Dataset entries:

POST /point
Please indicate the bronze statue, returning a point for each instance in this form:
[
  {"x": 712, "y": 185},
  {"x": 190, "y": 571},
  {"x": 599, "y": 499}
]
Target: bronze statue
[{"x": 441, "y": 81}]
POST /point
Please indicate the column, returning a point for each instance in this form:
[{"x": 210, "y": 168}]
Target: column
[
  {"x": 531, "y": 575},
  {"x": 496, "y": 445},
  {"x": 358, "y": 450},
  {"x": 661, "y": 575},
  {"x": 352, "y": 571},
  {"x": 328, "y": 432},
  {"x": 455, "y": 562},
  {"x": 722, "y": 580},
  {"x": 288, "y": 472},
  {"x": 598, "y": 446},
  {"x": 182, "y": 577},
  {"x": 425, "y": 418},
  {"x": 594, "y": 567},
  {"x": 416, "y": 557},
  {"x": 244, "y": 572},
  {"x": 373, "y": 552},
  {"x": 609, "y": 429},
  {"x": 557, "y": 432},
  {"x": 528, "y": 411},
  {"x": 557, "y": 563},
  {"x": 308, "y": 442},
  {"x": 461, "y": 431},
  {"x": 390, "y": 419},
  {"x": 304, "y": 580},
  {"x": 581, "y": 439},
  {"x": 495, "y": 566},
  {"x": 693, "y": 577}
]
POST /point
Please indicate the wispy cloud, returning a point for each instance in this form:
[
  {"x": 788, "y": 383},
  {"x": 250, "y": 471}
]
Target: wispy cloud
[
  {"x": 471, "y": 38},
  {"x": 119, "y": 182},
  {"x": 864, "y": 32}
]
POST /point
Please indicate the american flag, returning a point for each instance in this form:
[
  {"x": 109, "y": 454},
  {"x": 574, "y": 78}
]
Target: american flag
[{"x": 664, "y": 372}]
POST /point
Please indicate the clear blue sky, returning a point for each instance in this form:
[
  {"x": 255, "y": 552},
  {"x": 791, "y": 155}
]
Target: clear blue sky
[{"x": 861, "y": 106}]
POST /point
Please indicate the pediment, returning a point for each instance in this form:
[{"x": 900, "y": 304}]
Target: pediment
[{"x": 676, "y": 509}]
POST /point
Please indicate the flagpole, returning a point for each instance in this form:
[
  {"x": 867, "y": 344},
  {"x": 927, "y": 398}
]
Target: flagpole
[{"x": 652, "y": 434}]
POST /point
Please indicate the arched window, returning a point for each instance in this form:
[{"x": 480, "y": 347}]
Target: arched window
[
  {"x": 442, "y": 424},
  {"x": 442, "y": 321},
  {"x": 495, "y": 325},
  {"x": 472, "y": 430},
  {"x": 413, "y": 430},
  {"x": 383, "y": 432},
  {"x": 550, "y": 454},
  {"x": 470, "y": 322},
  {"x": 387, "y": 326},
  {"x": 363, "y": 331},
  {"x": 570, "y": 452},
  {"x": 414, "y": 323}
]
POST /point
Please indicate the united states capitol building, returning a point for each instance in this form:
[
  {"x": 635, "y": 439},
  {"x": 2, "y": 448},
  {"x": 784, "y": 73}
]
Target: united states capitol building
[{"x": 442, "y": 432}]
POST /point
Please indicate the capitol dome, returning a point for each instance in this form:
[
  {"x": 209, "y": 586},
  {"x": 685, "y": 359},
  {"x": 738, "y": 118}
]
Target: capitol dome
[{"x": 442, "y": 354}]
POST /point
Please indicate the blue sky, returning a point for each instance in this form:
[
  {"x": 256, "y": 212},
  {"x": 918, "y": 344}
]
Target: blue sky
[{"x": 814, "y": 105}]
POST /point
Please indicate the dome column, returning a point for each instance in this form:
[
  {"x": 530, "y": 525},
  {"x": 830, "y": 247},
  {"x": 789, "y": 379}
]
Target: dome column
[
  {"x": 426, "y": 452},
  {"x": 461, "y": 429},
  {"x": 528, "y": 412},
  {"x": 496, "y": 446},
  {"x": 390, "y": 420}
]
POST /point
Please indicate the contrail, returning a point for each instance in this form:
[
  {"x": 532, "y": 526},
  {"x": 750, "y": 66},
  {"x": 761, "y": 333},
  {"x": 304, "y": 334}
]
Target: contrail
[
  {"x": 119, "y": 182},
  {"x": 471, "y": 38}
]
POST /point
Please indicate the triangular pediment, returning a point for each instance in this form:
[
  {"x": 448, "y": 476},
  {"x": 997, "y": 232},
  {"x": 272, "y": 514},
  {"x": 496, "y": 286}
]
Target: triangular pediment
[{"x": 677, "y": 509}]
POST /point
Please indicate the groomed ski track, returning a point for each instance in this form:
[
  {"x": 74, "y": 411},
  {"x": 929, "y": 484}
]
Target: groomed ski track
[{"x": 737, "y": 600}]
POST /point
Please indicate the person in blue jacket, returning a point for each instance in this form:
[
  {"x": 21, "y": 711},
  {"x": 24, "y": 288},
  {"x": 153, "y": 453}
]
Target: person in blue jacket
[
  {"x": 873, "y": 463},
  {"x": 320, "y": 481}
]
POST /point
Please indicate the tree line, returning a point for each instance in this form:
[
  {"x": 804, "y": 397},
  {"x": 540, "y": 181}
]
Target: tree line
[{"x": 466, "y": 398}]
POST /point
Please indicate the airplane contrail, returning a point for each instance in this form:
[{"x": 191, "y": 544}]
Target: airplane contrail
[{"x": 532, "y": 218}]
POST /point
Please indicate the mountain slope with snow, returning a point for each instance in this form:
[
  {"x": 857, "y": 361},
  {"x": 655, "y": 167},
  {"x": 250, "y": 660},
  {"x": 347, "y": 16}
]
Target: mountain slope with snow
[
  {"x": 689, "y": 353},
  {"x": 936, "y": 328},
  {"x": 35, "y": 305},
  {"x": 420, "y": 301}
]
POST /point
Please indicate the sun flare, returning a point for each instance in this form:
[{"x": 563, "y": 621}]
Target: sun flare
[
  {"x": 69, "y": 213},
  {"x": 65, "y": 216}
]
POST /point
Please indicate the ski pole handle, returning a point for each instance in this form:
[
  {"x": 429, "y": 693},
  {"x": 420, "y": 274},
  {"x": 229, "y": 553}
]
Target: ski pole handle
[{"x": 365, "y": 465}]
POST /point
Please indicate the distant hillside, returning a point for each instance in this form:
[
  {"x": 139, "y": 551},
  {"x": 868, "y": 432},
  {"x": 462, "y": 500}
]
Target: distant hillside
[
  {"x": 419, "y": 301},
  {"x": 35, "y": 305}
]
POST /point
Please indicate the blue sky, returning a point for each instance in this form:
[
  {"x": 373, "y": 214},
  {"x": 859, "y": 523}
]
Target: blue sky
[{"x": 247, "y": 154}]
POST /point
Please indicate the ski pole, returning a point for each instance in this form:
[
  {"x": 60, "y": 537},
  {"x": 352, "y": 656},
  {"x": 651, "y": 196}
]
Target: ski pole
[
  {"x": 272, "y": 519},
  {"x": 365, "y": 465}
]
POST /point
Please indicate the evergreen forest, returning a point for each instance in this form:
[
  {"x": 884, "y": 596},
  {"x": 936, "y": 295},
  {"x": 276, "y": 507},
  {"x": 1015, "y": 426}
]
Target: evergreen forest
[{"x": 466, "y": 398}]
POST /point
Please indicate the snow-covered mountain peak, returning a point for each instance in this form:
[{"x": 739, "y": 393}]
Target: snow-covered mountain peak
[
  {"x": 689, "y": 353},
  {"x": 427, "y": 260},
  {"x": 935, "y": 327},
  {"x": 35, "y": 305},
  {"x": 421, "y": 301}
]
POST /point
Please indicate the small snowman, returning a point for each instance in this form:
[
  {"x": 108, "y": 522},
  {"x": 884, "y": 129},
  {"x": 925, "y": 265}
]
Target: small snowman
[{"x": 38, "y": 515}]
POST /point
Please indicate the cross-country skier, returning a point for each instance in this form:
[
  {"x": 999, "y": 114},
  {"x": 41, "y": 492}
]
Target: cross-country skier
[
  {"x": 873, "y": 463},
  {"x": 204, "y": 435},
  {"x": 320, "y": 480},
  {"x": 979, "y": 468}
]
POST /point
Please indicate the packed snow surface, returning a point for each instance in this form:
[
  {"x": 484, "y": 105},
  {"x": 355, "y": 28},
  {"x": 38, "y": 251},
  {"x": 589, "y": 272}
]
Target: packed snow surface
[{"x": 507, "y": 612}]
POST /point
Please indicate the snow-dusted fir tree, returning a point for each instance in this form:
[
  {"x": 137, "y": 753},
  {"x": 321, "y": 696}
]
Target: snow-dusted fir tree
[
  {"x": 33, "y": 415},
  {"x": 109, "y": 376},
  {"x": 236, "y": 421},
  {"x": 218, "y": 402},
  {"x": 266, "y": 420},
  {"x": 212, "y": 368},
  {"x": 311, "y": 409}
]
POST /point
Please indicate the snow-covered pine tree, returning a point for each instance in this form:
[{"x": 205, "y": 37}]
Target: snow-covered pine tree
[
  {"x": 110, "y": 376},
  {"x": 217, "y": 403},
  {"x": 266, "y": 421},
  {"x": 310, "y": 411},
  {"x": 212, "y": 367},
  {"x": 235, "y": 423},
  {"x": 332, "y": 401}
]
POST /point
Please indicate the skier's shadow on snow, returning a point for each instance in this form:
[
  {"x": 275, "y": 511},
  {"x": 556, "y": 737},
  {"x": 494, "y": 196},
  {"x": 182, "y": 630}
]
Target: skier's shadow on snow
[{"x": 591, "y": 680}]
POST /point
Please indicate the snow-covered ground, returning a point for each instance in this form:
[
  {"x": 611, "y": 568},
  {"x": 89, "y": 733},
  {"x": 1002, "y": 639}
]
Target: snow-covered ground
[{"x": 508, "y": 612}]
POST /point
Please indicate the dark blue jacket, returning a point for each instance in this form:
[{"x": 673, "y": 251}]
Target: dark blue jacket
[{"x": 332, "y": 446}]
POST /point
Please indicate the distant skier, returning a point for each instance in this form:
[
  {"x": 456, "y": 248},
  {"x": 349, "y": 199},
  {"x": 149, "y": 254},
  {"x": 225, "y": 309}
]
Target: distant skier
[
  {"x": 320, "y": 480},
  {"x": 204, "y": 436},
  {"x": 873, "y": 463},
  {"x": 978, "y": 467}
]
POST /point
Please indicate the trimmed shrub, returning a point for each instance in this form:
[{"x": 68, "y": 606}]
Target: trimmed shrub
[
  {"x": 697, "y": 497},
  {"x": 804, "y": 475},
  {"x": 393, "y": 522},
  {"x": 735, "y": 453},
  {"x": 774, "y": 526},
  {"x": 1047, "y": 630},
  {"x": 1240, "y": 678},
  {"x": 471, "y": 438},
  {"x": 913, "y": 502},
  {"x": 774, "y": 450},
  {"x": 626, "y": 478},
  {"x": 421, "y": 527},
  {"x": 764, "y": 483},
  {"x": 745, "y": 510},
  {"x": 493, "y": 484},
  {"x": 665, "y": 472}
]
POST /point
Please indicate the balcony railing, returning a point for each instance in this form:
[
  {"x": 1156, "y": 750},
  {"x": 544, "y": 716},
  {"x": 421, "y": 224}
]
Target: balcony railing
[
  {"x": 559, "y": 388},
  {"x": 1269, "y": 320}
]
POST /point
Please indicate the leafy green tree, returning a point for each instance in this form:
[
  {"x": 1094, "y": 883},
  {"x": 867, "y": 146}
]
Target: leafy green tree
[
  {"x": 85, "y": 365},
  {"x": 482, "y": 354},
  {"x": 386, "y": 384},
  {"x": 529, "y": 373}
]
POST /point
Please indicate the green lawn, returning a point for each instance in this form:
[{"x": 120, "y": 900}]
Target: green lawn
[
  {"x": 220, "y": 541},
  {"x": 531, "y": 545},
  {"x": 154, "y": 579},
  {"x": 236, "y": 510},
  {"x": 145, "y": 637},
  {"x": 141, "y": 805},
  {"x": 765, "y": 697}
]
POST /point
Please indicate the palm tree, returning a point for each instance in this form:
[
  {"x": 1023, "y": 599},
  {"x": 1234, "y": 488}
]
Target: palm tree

Stated task
Find each line in the records above that contains the string "with", and copy those lines. Matches are case-sensitive.

Answer to this problem
Please indicate the mountain slope with snow, returning a point for each instance in this form:
Target: mountain slope with snow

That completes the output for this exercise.